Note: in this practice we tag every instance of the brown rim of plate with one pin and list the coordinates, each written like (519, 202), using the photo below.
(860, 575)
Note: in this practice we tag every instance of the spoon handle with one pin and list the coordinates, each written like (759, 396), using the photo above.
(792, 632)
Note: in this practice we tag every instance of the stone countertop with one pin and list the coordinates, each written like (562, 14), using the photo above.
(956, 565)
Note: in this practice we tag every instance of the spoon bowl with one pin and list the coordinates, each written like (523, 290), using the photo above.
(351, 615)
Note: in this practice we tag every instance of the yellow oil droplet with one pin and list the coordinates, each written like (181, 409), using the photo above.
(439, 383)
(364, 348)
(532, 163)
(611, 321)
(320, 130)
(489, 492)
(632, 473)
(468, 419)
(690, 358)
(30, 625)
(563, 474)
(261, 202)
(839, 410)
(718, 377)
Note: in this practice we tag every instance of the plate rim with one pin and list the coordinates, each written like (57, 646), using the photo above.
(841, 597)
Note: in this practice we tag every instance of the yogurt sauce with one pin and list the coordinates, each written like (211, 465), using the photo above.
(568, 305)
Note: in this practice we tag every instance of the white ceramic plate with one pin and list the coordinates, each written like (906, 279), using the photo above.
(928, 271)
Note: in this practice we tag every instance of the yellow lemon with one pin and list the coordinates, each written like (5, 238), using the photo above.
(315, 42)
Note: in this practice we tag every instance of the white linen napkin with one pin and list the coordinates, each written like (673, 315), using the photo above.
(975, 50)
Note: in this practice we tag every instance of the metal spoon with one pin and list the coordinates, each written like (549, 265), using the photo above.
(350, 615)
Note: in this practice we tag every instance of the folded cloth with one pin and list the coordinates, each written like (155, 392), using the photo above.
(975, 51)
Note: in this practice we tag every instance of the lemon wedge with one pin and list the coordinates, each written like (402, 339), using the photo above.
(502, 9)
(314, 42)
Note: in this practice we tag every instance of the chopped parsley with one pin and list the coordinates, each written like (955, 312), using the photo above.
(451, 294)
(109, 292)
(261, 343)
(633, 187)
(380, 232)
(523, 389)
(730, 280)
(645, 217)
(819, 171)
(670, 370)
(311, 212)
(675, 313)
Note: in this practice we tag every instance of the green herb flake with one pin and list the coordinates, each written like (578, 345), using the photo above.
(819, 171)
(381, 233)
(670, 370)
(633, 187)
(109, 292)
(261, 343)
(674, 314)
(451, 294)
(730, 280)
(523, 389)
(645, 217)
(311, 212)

THE REQUEST: Each line of the material should be duplicated exactly, please.

SOLUTION TO THIS EXERCISE:
Note: in this practice we tag every instance of the brown rim of plate with one pin and list the coordinates, each written like (519, 202), using the photo below.
(860, 575)
Note: in this practice we tag every instance of the spoon handle with one pin and list the coordinates, each written like (759, 396), using the photo above.
(792, 632)
Note: in this practice we tag every instance of the stone countertop with one pin and list the coordinates, each written like (562, 14), using the photo above.
(956, 565)
Note: in this practice we tag every instance of the spoon bowl with one pin and list the coordinates, each written like (523, 290), using the photo above.
(351, 615)
Note: in this practice we tag every instance of the yellow oil droplet with one pin and list the coordinates, each written like (181, 409), using the photo above.
(439, 383)
(364, 348)
(532, 163)
(611, 321)
(320, 130)
(489, 492)
(632, 473)
(468, 419)
(690, 358)
(30, 625)
(563, 474)
(261, 202)
(839, 410)
(718, 377)
Note: in this practice we tag every instance of the plate rim with one pin and list the coordinates, each written like (57, 646), using the photo above.
(841, 597)
Note: in this practice we tag every instance of the yogurt sauce with one pin and list the coordinates, each written like (211, 465), using the photo above.
(568, 305)
Note: in this practice we tag every instance of the white ceramic plate with one pin and list the coordinates, each written like (906, 279), using the photo above.
(928, 271)
Note: in this practice we tag every instance of the yellow lemon with one pin and list the coordinates, each written like (5, 238), using the photo above.
(315, 42)
Note: in this practice we tag every instance of the white linen napkin with one pin and list the coordinates, each written like (673, 315), using the photo above.
(975, 50)
Note: in this practice we tag every instance of the metal spoon with one pin and list the coordinates, each written like (549, 265), using the photo above.
(350, 615)
Note: in this practice we tag every instance of the folded cloth with one pin and list the coordinates, each written like (155, 392), using the photo above.
(975, 51)
Note: in this practice we tag every instance of the lemon wedge with one pin and list the coordinates, each written like (402, 339), using the photo above.
(502, 9)
(314, 42)
Note: in this practice we tag every instance of the chopped parsley with one pin and list the coordinates, each written like (955, 312), using the photo above.
(451, 294)
(109, 292)
(261, 343)
(633, 187)
(380, 232)
(523, 389)
(730, 280)
(645, 217)
(819, 171)
(670, 370)
(311, 212)
(675, 313)
Note: in this practice we tag every instance of the green herb flake with one pin and list the coordinates, each written like (578, 345), using the photo above.
(819, 171)
(381, 233)
(670, 370)
(633, 187)
(109, 292)
(261, 343)
(674, 314)
(451, 294)
(730, 280)
(523, 389)
(645, 217)
(311, 212)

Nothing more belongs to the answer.